------ Excerpted records
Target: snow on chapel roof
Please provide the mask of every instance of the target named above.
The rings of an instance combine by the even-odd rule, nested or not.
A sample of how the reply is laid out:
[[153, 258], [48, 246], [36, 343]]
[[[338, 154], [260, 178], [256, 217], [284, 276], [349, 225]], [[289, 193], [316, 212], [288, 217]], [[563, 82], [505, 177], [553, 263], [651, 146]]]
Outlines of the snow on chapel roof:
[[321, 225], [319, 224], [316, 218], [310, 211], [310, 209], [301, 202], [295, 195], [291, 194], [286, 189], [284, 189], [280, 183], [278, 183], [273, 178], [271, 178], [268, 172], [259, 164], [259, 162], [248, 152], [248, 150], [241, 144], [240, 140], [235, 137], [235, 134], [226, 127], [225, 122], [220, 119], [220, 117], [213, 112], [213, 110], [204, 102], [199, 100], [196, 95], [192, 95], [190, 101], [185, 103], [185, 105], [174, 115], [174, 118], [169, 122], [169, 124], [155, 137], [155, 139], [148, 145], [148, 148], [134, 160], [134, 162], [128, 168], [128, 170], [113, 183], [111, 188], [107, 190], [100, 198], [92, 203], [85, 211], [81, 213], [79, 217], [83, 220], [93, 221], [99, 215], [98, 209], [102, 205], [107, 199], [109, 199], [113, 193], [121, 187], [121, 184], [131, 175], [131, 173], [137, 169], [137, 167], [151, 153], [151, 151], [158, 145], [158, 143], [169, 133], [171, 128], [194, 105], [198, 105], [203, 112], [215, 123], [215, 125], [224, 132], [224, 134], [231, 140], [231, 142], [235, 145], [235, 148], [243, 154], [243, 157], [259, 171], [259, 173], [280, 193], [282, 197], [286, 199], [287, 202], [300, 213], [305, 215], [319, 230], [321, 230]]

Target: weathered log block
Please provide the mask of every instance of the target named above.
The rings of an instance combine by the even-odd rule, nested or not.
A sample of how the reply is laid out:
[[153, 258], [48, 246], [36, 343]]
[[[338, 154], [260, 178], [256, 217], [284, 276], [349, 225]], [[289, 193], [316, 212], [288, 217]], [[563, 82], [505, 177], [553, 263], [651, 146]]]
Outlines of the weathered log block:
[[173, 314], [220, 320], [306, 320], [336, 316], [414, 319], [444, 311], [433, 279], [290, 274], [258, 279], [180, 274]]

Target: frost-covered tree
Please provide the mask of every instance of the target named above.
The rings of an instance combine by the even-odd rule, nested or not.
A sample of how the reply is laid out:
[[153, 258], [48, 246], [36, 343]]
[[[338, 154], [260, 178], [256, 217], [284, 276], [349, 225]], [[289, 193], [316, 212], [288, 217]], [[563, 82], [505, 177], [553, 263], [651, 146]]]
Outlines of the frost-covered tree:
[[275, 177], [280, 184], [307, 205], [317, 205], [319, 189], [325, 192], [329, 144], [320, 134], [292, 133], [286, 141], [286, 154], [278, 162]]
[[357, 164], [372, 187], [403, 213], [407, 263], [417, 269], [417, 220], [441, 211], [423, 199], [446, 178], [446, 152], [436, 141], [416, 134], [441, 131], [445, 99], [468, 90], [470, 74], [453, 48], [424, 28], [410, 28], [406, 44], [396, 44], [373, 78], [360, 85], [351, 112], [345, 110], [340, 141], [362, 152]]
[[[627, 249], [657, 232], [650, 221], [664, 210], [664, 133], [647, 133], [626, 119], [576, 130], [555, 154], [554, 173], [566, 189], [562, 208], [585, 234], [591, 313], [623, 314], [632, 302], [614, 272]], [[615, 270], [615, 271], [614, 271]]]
------------
Problem requirements
Reproduce the listing above word for word, keeping every line in its original order.

Solution to this problem
Target: snow on chapel roof
Please provide the mask of every instance of the target named above.
The rings of an instance combine by the even-odd rule, nested or not.
A sample of how the reply is laid out:
[[153, 258], [48, 246], [36, 343]]
[[[338, 154], [260, 178], [256, 217], [284, 276], [349, 225]], [[289, 193], [316, 212], [288, 217]], [[563, 82], [505, 177], [553, 263], [651, 146]]]
Outlines of the snow on chapel roof:
[[321, 225], [319, 224], [316, 218], [310, 211], [310, 209], [301, 202], [295, 195], [291, 194], [286, 189], [284, 189], [280, 183], [278, 183], [273, 178], [271, 178], [268, 172], [259, 164], [259, 162], [248, 152], [248, 150], [241, 144], [240, 140], [235, 137], [235, 134], [226, 127], [225, 122], [220, 119], [220, 117], [213, 112], [213, 110], [204, 102], [199, 100], [196, 95], [192, 95], [190, 101], [185, 103], [185, 105], [174, 115], [174, 118], [169, 122], [169, 124], [155, 137], [155, 139], [148, 145], [148, 148], [134, 160], [134, 162], [128, 168], [128, 170], [113, 183], [111, 188], [107, 190], [100, 198], [92, 203], [85, 211], [81, 213], [79, 217], [83, 220], [93, 221], [99, 215], [98, 209], [102, 205], [107, 199], [109, 199], [113, 193], [121, 187], [121, 184], [131, 175], [131, 173], [137, 169], [137, 167], [151, 153], [151, 151], [158, 145], [158, 143], [169, 133], [171, 128], [194, 105], [198, 105], [203, 112], [215, 123], [215, 125], [224, 132], [224, 134], [231, 140], [231, 142], [235, 145], [235, 148], [243, 154], [243, 157], [259, 171], [259, 173], [280, 193], [282, 197], [286, 199], [287, 202], [300, 213], [305, 215], [319, 230], [321, 230]]

Target: weathered log block
Please provide the mask of every instance of the target named above.
The rings of an instance combine by the even-odd rule, nested or not.
A sample of how the reply is laid out:
[[153, 258], [48, 246], [36, 343]]
[[[338, 154], [260, 178], [256, 217], [284, 276], [349, 225]], [[289, 193], [316, 212], [288, 217]], [[563, 82], [505, 177], [553, 263], [651, 146]]]
Outlines of the weathered log block:
[[173, 314], [220, 320], [306, 320], [336, 316], [414, 319], [444, 311], [433, 279], [290, 274], [258, 279], [180, 274]]

Target: frost-covered tree
Please provide the mask of every instance of the target named above.
The rings of an instance combine by the even-odd rule, nested or not.
A sample of how the reply is laid out:
[[153, 258], [48, 246], [36, 343]]
[[[338, 154], [260, 178], [256, 217], [284, 276], [349, 225]], [[289, 193], [316, 212], [288, 217]], [[563, 82], [505, 177], [553, 263], [651, 146]]]
Outlines of the frost-covered tree:
[[275, 177], [280, 184], [307, 205], [317, 205], [319, 189], [325, 192], [329, 144], [320, 134], [292, 133], [286, 141], [286, 154], [278, 162]]
[[357, 164], [372, 187], [403, 213], [407, 263], [417, 269], [417, 220], [441, 211], [423, 199], [446, 178], [446, 152], [436, 141], [416, 134], [441, 131], [445, 99], [468, 90], [470, 74], [453, 48], [424, 28], [410, 28], [406, 44], [396, 44], [373, 78], [360, 85], [351, 112], [345, 110], [340, 141], [362, 152]]
[[[627, 249], [657, 232], [650, 221], [664, 210], [664, 133], [647, 133], [626, 119], [576, 130], [555, 154], [554, 173], [566, 189], [562, 208], [585, 234], [591, 313], [623, 314], [632, 302], [614, 272]], [[615, 270], [615, 271], [614, 271]]]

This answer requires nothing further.